--- Start of Task material ---

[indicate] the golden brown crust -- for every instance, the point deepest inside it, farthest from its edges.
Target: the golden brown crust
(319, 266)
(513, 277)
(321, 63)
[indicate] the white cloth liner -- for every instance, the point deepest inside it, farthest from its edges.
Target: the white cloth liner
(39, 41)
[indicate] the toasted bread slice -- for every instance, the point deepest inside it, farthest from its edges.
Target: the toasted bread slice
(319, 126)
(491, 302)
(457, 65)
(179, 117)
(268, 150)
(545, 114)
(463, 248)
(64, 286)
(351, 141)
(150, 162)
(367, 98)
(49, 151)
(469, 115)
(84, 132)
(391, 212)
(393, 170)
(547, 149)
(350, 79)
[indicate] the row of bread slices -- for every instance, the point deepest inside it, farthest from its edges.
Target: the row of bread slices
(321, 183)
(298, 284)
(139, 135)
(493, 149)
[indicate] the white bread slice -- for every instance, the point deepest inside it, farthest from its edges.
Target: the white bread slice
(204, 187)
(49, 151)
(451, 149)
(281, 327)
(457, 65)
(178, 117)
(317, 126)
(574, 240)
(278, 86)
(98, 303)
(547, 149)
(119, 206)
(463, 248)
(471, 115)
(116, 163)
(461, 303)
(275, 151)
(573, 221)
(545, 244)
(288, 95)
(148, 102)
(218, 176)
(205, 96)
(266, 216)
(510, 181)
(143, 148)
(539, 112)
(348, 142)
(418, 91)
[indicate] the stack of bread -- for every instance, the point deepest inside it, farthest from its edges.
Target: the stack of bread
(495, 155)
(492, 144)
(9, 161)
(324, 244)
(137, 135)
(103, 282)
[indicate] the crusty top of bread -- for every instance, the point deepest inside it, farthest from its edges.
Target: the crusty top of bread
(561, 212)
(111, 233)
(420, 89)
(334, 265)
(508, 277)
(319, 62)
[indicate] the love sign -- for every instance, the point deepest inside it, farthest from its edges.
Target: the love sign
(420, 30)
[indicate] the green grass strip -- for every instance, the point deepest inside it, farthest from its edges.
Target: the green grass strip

--- End of Task material ---

▶ _Task description_
Rewrite all the rows above with "cloth liner" changed to "napkin" and nothing else altered.

▶ _Worked solution_
[indicate] the golden brown crust -- for every instance, the point deepest inside it, farthest from its edges.
Target: the golden brown crust
(319, 266)
(513, 277)
(321, 63)
[indicate] the white napkin -- for every instance, the point deepest inside it, farthest from its edges.
Target: the white napkin
(39, 41)
[indicate] the toasted bread slice -- for every instance, the point deepest inside it, farthest from its edges.
Target: the toasted bread slice
(319, 126)
(491, 302)
(457, 65)
(179, 117)
(268, 150)
(545, 114)
(463, 248)
(64, 286)
(351, 141)
(150, 162)
(367, 98)
(49, 151)
(469, 115)
(84, 132)
(391, 212)
(393, 170)
(547, 149)
(350, 79)
[indicate] the row of bread slices -- for every instance, the point deepest inside it, farthest from its edges.
Target: the row of bread slices
(321, 183)
(298, 284)
(139, 135)
(493, 149)
[indicate] the white bread slice -- for every instance, the point deepest inside it, farthest from its edges.
Target: the white bread slice
(204, 187)
(49, 151)
(451, 149)
(281, 327)
(457, 65)
(178, 117)
(317, 126)
(574, 240)
(278, 86)
(98, 303)
(547, 149)
(119, 206)
(463, 248)
(471, 115)
(116, 163)
(461, 303)
(275, 151)
(573, 221)
(545, 244)
(288, 95)
(148, 102)
(218, 176)
(205, 96)
(266, 216)
(510, 181)
(143, 148)
(539, 112)
(348, 142)
(418, 91)
[indicate] the stack of bread -- for every instance, the point deepest inside it, farthest from its edges.
Target: the stack of bread
(495, 155)
(492, 144)
(9, 161)
(324, 244)
(137, 135)
(103, 282)
[indicate] the crusty top of bread -- for every instance, the point deepest inside it, farthest from its edges.
Target: the crusty top of bread
(561, 212)
(111, 233)
(420, 89)
(334, 265)
(508, 277)
(319, 62)
[indicate] the love sign -- for every instance, the point deepest inside it, farthest from its edges.
Target: the love sign
(420, 30)
[indicate] the green grass strip -- for every instance, the point deepest inside it, farthest from its edges.
Target: the green grass strip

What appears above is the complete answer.